WRITTEN INSTRUCTION A:
According to the bike commuting post, what are vehicle low-beams designed to prevent?
WRITTEN INSTRUCTION B:
Reproduce the passage of the bike commuting post starting at "That means commuter" and ending at "success.  Check them out!".

Perfect weather for a bike ride . . .

March 22, 2014

Commuter Season - can you see me now?

Spring.... ahhh, spring!  Finally!

That means commuter season is upon us...!
Sure, there are some - used-ta be me - die-hards out there for whom the season never stops, but, for the rest of the 90%, this is when we dust ourselves off and re-mount for the next nine months.  It's time to get your steed, and yourself, ready:

Please give your local bike shops a chance to earn your business.  The one GIANT thing your Amazon account can't get you is the vast compendium of experience, class, expertise and genuine, hands-on customer service which our local shops deliver.  For the southern KC-area, I highly recommend the following, in no particular order:



Either shop has a great selection of racks, bags, front & rear lights, locks, clothing, and knowledge to help make your commuting experience a success.  Check them out!

If you're not in the immediate area, however, or they just can't get it, check this out:  first off, I didn't even know Amazon HAD such a thing, but it's pretty slick - and sorta how I'd set up my own fantasy bike-store that I'll own in the future:

Amazon's Bike Commuter Store

Now that you know where to go... today, I'll focusing on a few quick tips:  
This episode:  reflectivity and safety.

1)  Reflectivity is good, and passive:  you don't
need to do anything other than employ its use to gain the benefits... no batteries to maintain, nothing to think about after the installation or purchase.

Reflectivity, however, has an important factor to consider:  approaching vehicle low-beams cast light out and downward as they extend away from the vehicle to which they are mounted.  This is designed to prevent blinding oncoming traffic, of course.  Therefore, as a vehicle approaches from the cyclist's rear, the farthest-away portion of the headlight beam is only illuminating the ground.  As the vehicle closes in, the light will "rise" from the ground up, illuminating the lowest items on you and your bike long before it illuminates your back, or your head, until finally illuminating everything - but, ONLY AS HIGH as the headlight itself, with some minor spill-light illuminating things above that.  Therefore, ONLY with approaching high-beams will anything above a cyclist's waist be fully illuminated.  Ergo, the lowest piece of reflective tape or gear on your bike or body will begin reflecting light back to oncoming traffic before anything above it.  This becomes crucial -- distance immediately translates to time, here; the sooner you become visible, the longer a motorist will have to react to your presence.  The farther up from the ground you or your bicycle's first item of reflective gear, conversely, the longer it will take for a motorist to "see" you.  Granted, any cyclist worth their salt will have a red LED taillight announcing their presence LONG before a vehicle's headlights illuminate them (more on that below) - however, the reflective gear will definitively differentiate you from, say, a moped or slow-moving-vehicle, and give motorists a better fix on your position on the road - it fills in the gaps which your taillight only hints to.

[Segmentation data]
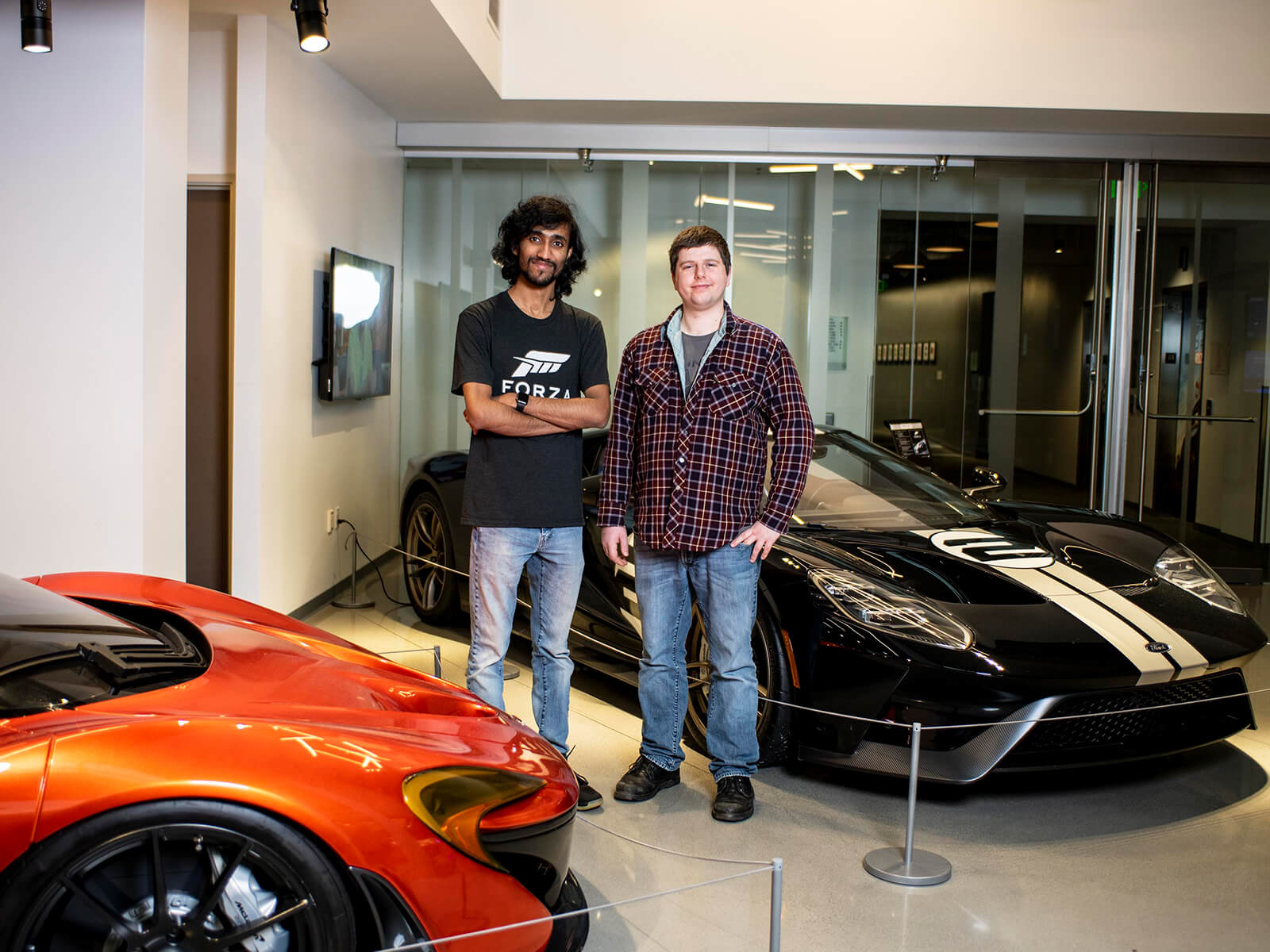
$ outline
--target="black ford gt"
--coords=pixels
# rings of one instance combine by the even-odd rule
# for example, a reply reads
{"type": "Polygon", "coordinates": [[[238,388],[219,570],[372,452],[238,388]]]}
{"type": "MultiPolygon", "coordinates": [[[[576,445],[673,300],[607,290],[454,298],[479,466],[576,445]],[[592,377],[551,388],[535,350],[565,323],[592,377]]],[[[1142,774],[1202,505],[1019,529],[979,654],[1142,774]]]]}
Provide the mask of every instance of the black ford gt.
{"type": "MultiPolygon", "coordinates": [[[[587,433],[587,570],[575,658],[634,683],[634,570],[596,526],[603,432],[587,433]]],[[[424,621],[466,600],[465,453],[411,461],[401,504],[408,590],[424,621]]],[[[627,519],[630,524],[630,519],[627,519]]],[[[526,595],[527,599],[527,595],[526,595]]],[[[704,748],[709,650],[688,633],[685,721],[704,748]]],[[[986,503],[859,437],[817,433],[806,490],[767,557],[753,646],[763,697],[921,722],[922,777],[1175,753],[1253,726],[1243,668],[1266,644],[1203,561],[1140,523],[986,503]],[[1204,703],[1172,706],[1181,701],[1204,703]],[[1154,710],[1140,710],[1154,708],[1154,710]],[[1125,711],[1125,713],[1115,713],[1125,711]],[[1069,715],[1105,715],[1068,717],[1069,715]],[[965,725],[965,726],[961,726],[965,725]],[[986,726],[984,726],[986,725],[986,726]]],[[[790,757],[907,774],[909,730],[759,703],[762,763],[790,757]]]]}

FULL OUTPUT A:
Blinding oncoming traffic.

FULL OUTPUT B:
That means commuter season is upon us...!
Sure, there are some - used-ta be me - die-hards out there for whom the season never stops, but, for the rest of the 90%, this is when we dust ourselves off and re-mount for the next nine months.  It's time to get your steed, and yourself, ready:

Please give your local bike shops a chance to earn your business.  The one GIANT thing your Amazon account can't get you is the vast compendium of experience, class, expertise and genuine, hands-on customer service which our local shops deliver.  For the southern KC-area, I highly recommend the following, in no particular order:



Either shop has a great selection of racks, bags, front & rear lights, locks, clothing, and knowledge to help make your commuting experience a success.  Check them out!